INPUT RECORDS
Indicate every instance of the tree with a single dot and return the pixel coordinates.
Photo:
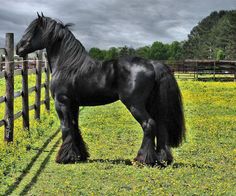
(159, 51)
(124, 51)
(112, 53)
(143, 52)
(175, 51)
(97, 54)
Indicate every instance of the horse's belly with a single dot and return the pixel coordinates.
(97, 98)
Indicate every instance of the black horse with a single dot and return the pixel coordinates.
(147, 88)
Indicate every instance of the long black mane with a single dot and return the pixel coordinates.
(74, 59)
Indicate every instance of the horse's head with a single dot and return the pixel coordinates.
(34, 38)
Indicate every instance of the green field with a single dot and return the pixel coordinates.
(204, 164)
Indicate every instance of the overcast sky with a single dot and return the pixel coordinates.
(107, 23)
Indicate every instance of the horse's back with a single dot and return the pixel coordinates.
(135, 79)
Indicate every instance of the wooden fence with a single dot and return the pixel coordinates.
(204, 69)
(8, 73)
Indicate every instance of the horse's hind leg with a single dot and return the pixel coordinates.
(73, 148)
(147, 153)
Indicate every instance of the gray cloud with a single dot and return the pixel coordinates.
(107, 23)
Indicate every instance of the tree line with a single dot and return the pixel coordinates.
(213, 38)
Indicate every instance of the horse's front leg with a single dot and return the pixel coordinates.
(73, 148)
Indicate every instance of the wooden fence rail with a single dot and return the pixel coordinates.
(8, 73)
(205, 69)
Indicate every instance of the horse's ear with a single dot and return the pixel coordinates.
(38, 15)
(40, 19)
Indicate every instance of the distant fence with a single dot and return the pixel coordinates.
(204, 69)
(24, 70)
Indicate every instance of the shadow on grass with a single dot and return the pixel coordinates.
(41, 168)
(114, 162)
(190, 165)
(29, 166)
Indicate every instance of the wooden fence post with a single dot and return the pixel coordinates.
(38, 84)
(214, 71)
(196, 70)
(9, 75)
(25, 94)
(47, 81)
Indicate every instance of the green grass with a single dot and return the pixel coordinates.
(204, 164)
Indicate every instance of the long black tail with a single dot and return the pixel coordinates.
(165, 105)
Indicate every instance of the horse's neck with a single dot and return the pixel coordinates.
(67, 52)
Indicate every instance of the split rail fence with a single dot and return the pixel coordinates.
(204, 69)
(24, 70)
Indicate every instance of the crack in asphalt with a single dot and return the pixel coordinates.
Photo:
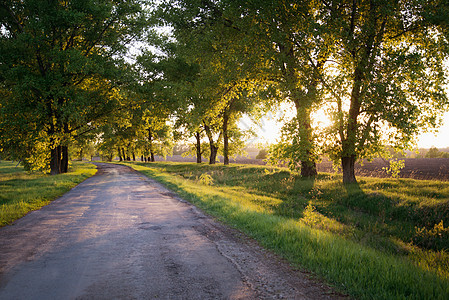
(120, 235)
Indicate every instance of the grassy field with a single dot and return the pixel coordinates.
(22, 192)
(379, 239)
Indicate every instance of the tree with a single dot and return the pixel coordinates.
(207, 41)
(62, 67)
(387, 78)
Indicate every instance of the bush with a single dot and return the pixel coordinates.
(262, 154)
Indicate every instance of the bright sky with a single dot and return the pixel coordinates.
(269, 131)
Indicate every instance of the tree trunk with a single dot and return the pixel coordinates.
(212, 146)
(64, 159)
(213, 154)
(225, 139)
(347, 164)
(123, 154)
(306, 142)
(150, 140)
(198, 147)
(55, 160)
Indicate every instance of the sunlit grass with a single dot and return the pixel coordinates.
(22, 192)
(361, 238)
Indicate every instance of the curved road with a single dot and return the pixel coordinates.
(120, 235)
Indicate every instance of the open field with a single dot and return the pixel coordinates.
(381, 239)
(415, 168)
(22, 192)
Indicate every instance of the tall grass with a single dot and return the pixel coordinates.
(361, 238)
(22, 192)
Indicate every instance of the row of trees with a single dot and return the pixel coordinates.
(375, 67)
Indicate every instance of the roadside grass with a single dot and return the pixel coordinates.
(379, 239)
(22, 192)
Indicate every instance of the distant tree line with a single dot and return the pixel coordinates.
(69, 81)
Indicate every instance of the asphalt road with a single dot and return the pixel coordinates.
(120, 235)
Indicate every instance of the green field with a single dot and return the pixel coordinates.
(379, 239)
(22, 192)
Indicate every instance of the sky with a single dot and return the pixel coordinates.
(269, 130)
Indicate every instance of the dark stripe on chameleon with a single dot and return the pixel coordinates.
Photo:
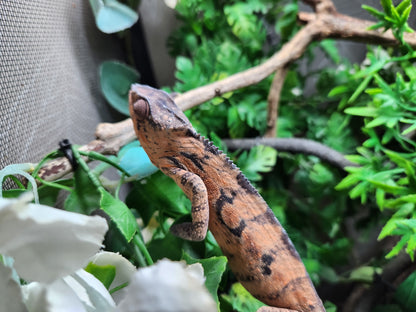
(266, 260)
(239, 229)
(289, 245)
(267, 217)
(195, 160)
(175, 162)
(245, 184)
(211, 148)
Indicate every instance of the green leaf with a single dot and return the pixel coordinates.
(367, 111)
(116, 79)
(360, 89)
(104, 273)
(241, 300)
(158, 193)
(388, 229)
(364, 274)
(112, 16)
(119, 213)
(167, 247)
(330, 48)
(258, 159)
(85, 197)
(135, 161)
(405, 294)
(399, 246)
(214, 268)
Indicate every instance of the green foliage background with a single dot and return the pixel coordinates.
(366, 111)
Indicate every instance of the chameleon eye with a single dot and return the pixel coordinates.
(141, 109)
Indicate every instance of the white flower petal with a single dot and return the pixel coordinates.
(91, 292)
(47, 243)
(124, 270)
(166, 286)
(171, 3)
(79, 292)
(11, 299)
(54, 297)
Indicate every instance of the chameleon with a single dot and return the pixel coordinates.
(259, 251)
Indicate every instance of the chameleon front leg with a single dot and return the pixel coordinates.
(194, 188)
(274, 309)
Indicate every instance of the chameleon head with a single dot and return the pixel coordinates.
(154, 108)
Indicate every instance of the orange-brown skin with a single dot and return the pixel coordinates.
(258, 249)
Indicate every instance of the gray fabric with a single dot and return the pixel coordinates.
(49, 86)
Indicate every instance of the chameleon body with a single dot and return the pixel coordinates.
(259, 251)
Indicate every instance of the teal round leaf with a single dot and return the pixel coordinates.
(112, 16)
(135, 161)
(116, 79)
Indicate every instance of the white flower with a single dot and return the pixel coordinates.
(47, 243)
(78, 292)
(124, 270)
(170, 287)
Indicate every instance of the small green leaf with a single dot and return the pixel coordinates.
(119, 213)
(388, 229)
(364, 274)
(258, 159)
(116, 79)
(405, 294)
(399, 246)
(367, 111)
(338, 90)
(85, 197)
(104, 273)
(112, 16)
(241, 300)
(135, 161)
(214, 268)
(331, 50)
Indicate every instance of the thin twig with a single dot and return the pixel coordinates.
(273, 102)
(325, 23)
(294, 145)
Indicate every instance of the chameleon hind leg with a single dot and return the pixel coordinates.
(194, 188)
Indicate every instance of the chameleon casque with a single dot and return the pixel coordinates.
(259, 251)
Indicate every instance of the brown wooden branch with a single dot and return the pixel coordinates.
(294, 145)
(326, 22)
(273, 102)
(110, 138)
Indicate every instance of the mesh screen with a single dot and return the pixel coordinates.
(49, 86)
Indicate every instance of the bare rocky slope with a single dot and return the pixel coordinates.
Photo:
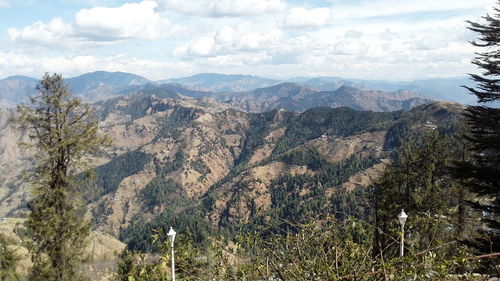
(199, 165)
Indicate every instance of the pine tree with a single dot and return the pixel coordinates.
(8, 261)
(62, 132)
(482, 172)
(419, 182)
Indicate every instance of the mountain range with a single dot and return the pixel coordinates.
(248, 92)
(202, 165)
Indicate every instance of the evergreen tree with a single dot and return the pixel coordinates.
(419, 182)
(62, 132)
(482, 172)
(8, 261)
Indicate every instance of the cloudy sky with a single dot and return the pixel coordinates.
(158, 39)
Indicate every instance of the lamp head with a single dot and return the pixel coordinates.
(171, 235)
(402, 217)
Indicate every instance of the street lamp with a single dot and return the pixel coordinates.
(171, 237)
(402, 219)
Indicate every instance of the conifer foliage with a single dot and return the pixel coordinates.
(482, 173)
(62, 131)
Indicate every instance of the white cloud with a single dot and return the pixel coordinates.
(68, 66)
(98, 26)
(228, 40)
(350, 47)
(4, 4)
(131, 20)
(221, 8)
(41, 33)
(302, 18)
(382, 8)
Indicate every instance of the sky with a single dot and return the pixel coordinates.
(160, 39)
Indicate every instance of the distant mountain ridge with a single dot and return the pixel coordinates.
(223, 82)
(249, 92)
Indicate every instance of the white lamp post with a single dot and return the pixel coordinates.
(402, 219)
(171, 237)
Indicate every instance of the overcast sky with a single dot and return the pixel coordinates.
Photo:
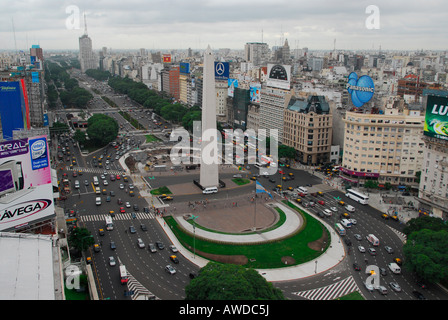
(182, 24)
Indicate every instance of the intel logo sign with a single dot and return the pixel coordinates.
(38, 148)
(361, 90)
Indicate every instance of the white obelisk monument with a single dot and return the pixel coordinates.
(209, 145)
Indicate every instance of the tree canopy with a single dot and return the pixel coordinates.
(102, 129)
(230, 282)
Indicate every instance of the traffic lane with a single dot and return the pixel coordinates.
(147, 267)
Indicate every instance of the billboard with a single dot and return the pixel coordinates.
(255, 92)
(361, 90)
(26, 191)
(166, 58)
(279, 76)
(184, 68)
(12, 107)
(436, 118)
(221, 70)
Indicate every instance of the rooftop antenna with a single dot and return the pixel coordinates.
(85, 24)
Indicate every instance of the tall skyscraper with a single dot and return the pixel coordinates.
(87, 58)
(256, 52)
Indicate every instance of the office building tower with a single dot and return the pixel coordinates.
(256, 52)
(87, 57)
(308, 129)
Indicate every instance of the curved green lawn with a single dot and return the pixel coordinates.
(267, 255)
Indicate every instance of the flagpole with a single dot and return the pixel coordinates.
(255, 207)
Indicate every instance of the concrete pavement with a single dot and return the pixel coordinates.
(329, 259)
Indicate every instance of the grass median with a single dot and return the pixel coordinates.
(262, 256)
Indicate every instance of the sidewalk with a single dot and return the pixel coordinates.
(333, 255)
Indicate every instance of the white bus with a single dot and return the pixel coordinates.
(124, 278)
(340, 229)
(357, 196)
(373, 240)
(109, 224)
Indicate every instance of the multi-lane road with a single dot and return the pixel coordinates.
(148, 268)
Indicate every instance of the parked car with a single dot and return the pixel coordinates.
(169, 268)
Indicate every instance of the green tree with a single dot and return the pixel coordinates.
(425, 222)
(81, 239)
(426, 254)
(230, 282)
(102, 129)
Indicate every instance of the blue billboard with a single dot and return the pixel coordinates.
(11, 104)
(221, 70)
(361, 90)
(184, 68)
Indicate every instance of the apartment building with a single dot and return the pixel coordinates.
(273, 103)
(383, 147)
(308, 129)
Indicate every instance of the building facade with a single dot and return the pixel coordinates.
(308, 129)
(386, 148)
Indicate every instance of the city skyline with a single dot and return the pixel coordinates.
(195, 24)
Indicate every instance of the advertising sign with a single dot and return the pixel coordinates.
(361, 90)
(11, 106)
(221, 70)
(184, 68)
(279, 76)
(166, 58)
(26, 191)
(436, 118)
(255, 93)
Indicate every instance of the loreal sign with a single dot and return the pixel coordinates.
(361, 90)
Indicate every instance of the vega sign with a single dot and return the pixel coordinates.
(436, 119)
(361, 90)
(26, 191)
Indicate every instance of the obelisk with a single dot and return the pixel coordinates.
(209, 145)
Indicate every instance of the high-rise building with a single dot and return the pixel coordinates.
(308, 129)
(433, 187)
(386, 148)
(87, 57)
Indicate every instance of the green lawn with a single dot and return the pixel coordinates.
(267, 255)
(161, 190)
(151, 138)
(241, 181)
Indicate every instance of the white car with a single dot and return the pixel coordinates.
(112, 261)
(169, 268)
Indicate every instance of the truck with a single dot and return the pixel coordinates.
(373, 240)
(394, 268)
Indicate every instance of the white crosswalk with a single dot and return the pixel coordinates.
(118, 216)
(330, 292)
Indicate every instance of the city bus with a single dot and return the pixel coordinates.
(357, 196)
(340, 229)
(124, 278)
(109, 224)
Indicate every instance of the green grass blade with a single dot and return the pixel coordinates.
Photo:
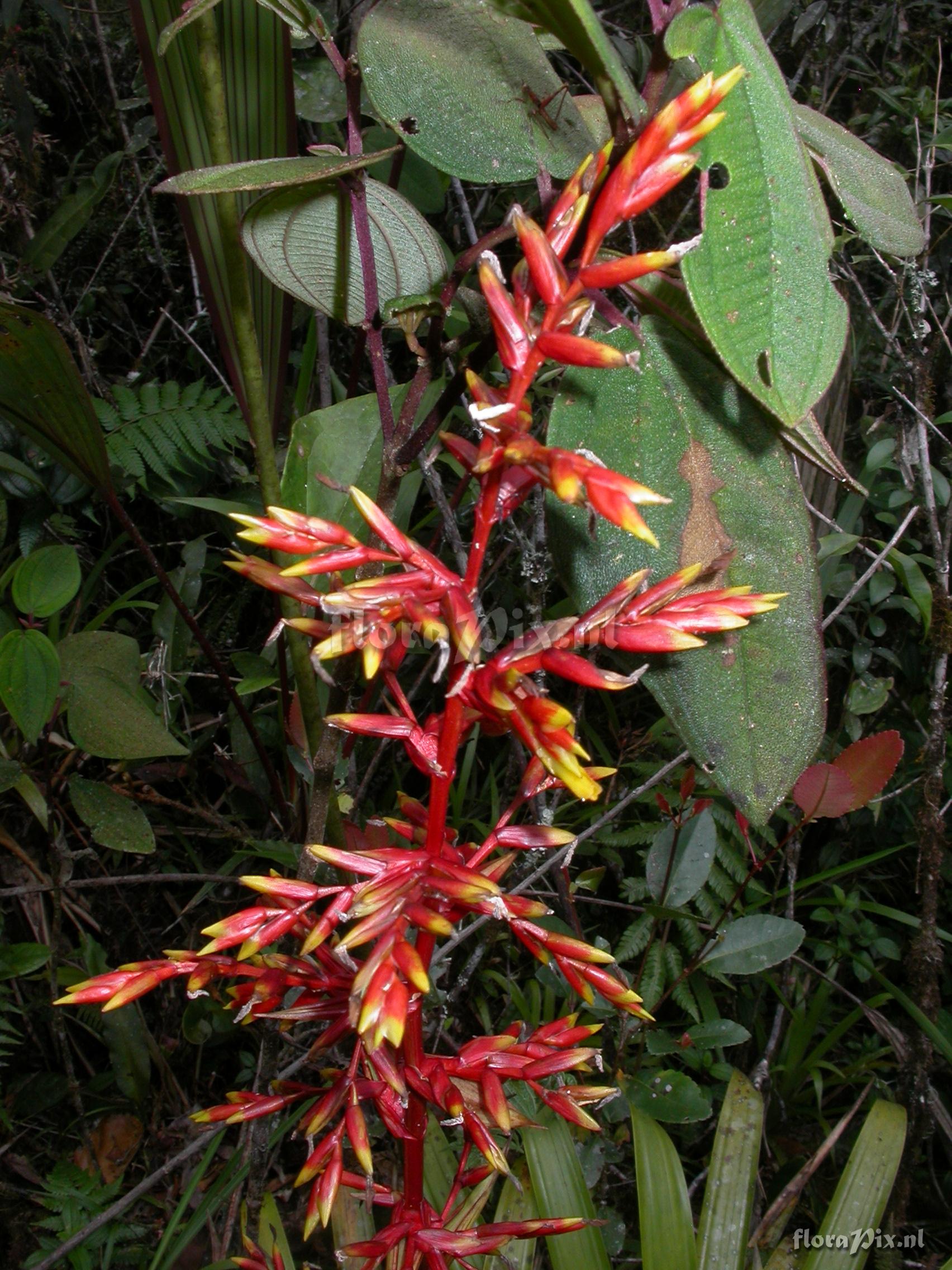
(561, 1192)
(729, 1196)
(865, 1187)
(257, 64)
(664, 1208)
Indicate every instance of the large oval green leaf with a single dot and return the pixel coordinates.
(874, 193)
(30, 680)
(752, 704)
(463, 83)
(759, 279)
(304, 243)
(269, 173)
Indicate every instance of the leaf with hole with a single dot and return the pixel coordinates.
(44, 396)
(115, 822)
(304, 243)
(759, 279)
(470, 89)
(754, 944)
(30, 680)
(272, 173)
(46, 581)
(872, 192)
(752, 704)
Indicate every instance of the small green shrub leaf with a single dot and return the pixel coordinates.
(42, 394)
(463, 83)
(674, 879)
(754, 944)
(872, 192)
(304, 243)
(46, 581)
(17, 959)
(116, 822)
(110, 715)
(30, 680)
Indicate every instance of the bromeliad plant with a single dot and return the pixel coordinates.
(362, 946)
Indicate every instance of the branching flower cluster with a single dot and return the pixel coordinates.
(363, 946)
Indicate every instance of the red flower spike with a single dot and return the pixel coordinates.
(579, 351)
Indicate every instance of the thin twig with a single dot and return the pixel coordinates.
(563, 855)
(864, 578)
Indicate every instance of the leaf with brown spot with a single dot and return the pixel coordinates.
(750, 705)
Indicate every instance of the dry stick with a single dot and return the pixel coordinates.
(865, 577)
(123, 1202)
(120, 880)
(202, 639)
(791, 1192)
(563, 855)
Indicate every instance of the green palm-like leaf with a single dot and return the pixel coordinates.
(257, 65)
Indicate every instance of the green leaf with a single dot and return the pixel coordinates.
(664, 1210)
(916, 583)
(30, 680)
(865, 1187)
(115, 821)
(874, 193)
(257, 64)
(110, 715)
(304, 243)
(754, 944)
(579, 30)
(750, 705)
(344, 442)
(461, 84)
(759, 279)
(46, 581)
(271, 173)
(559, 1185)
(320, 96)
(667, 1095)
(711, 1035)
(55, 235)
(42, 394)
(17, 959)
(729, 1193)
(674, 880)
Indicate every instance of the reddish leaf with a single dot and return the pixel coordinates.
(870, 764)
(824, 790)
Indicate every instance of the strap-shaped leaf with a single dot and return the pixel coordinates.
(752, 704)
(269, 173)
(865, 1187)
(42, 394)
(560, 1191)
(874, 193)
(304, 243)
(759, 279)
(257, 61)
(466, 86)
(665, 1224)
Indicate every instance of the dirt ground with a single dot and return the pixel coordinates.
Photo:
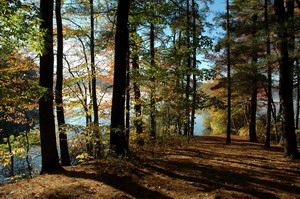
(207, 168)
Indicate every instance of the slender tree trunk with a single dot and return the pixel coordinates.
(63, 140)
(12, 161)
(298, 94)
(194, 68)
(228, 137)
(269, 93)
(285, 83)
(50, 159)
(153, 87)
(188, 76)
(138, 122)
(94, 89)
(117, 133)
(127, 122)
(252, 127)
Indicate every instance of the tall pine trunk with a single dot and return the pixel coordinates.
(138, 122)
(269, 92)
(63, 140)
(127, 121)
(152, 89)
(94, 86)
(188, 76)
(285, 83)
(228, 130)
(50, 159)
(194, 94)
(252, 127)
(117, 133)
(298, 94)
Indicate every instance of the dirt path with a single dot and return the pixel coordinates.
(207, 168)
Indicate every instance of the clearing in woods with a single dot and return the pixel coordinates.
(207, 168)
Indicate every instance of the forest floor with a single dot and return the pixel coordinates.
(206, 168)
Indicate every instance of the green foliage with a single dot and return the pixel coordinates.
(18, 154)
(19, 26)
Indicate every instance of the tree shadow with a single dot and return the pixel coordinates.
(122, 183)
(210, 179)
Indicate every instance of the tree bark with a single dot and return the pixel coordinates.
(94, 79)
(252, 127)
(117, 133)
(194, 93)
(50, 159)
(228, 130)
(152, 89)
(298, 94)
(127, 122)
(137, 97)
(285, 83)
(188, 76)
(269, 93)
(63, 139)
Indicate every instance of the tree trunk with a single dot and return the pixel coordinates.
(117, 133)
(127, 122)
(194, 68)
(228, 137)
(252, 127)
(152, 89)
(96, 130)
(298, 94)
(63, 140)
(285, 83)
(138, 122)
(188, 76)
(50, 159)
(269, 93)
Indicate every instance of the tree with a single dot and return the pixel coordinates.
(269, 92)
(228, 129)
(285, 82)
(117, 132)
(63, 139)
(50, 159)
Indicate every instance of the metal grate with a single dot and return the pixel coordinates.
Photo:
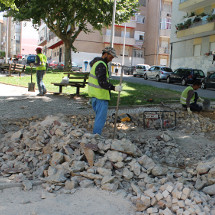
(159, 119)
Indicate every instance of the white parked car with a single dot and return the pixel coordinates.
(140, 70)
(158, 73)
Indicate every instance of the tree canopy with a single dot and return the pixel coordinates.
(8, 3)
(67, 18)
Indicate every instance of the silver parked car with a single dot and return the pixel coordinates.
(140, 70)
(158, 73)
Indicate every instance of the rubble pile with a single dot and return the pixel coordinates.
(65, 156)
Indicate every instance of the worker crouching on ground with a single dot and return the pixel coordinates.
(40, 63)
(99, 87)
(189, 98)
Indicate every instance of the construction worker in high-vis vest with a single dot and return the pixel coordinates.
(40, 63)
(99, 87)
(189, 98)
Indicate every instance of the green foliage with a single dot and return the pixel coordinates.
(211, 18)
(197, 19)
(132, 94)
(8, 3)
(67, 18)
(2, 53)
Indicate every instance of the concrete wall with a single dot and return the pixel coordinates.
(183, 48)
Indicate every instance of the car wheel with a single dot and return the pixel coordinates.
(157, 78)
(168, 80)
(183, 82)
(203, 85)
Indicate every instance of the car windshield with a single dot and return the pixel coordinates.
(166, 69)
(140, 67)
(199, 73)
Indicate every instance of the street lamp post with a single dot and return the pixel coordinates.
(113, 23)
(7, 40)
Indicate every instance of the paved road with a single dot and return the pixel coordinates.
(203, 93)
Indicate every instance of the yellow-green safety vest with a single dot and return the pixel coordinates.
(94, 89)
(43, 60)
(184, 96)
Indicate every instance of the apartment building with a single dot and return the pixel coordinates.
(158, 31)
(147, 38)
(11, 37)
(2, 50)
(193, 34)
(91, 45)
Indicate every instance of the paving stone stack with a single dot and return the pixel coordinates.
(65, 156)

BRIEF
Write out, word for word, every line from the one containing "Indicate every instance of the concrete wall" through the last line of the records above.

THE OUTPUT
Indicate every instance of the concrete wall with a single dot and return the pixel coordinates.
(183, 48)
Indicate every instance of the car wheel with a single dot and return the pixel coordinates.
(157, 78)
(168, 80)
(183, 82)
(203, 85)
Indicate every instance of the car windshield with a single dot and return the pixel coordinates.
(166, 69)
(140, 67)
(199, 73)
Indicate every instance of the street lamp post with a single dot and return the pixel coordinates.
(113, 23)
(7, 40)
Indicate every instance of the paved road with a single dot and return the pixel coordinates.
(203, 93)
Indicate every instance of the yellow-green safety vest with a single dot and return the pixel coordinates.
(94, 89)
(43, 60)
(184, 96)
Indicate every instance of the apartment building with a single dot and return the pixel coordinates.
(158, 31)
(147, 38)
(11, 37)
(2, 50)
(193, 34)
(91, 45)
Indicate every instance of the paving stone stack with a single dot and return the pixel coordinates.
(65, 156)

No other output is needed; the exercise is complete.